*INSTRUCTIONS TO FOLLOW*:
Answer these questions from the text about being a single mom:
1. In the quote about not wanting to struggle with money, what does the speaker say her husband still does?
2. What difference does the writer say she was forced to know?
3. Where does the writer say she was left ugly crying?

Everything that people say to me about being a single mom (yes, these are real quotes from people I know):
- “I could never be a single mom. I could never be alone like that.”
- “I would rather not have this baby than be by myself.”
- “I can’t do this by myself and I don’t want to.”
- “No one really has a happy marriage, at least I’m not alone,”
- “I wouldn’t be able to live like you do.”
- “I’m not as brave as you. I’ll leave when the kids are older.”
- “I don’t want to struggle with money. I don’t want to stay married but at least he still looks after me financially.”
- “I don’t have a support system like you.”
- “Leaving would be too hard. I don’t think I’m meant to be happy.”
- “I can’t break up my family.”
Separation, divorce, legal crap, and becoming a single parent was hard on every part of me – emotionally, mentally, energetically, and physically. It broke me in so many ways and forced me to take a deep look at myself and my own patterns. It forced me to know the difference between being alone and feeling lonely. It challenged my views of what I could do and who I saw myself. It forced me out of my shell and kicked me into a world where the term “single mom” has such a negative connotation. It crushed me so many times over and left me ugly crying on my kitchen floor. It shoved me into second guessing every decision in my life and questioning everyone’s intentions. It destroyed everything I knew about myself.

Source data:
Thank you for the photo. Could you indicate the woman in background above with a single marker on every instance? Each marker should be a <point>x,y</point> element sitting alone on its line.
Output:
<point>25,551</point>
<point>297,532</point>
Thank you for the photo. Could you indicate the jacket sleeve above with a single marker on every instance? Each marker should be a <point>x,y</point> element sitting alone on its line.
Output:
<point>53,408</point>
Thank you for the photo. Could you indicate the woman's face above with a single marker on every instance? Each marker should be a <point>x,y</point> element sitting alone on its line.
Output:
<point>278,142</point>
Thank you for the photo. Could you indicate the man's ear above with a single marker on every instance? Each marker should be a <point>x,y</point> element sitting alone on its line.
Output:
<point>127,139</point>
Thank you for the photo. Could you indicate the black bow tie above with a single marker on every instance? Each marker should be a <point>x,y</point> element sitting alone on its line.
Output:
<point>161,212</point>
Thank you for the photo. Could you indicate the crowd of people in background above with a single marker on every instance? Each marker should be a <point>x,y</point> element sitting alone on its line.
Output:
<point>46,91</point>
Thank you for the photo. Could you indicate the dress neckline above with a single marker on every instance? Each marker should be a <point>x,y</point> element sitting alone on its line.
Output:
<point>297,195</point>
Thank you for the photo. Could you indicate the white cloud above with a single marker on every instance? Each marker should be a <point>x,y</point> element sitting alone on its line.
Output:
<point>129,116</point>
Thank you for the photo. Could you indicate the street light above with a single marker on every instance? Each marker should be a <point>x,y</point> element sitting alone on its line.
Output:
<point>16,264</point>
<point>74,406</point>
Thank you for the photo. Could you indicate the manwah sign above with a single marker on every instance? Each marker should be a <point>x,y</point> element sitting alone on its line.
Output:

*EXERCISE SOLUTION*:
1. He still looks after her financially.
2. The difference between being alone and feeling lonely.
3. On her kitchen floor.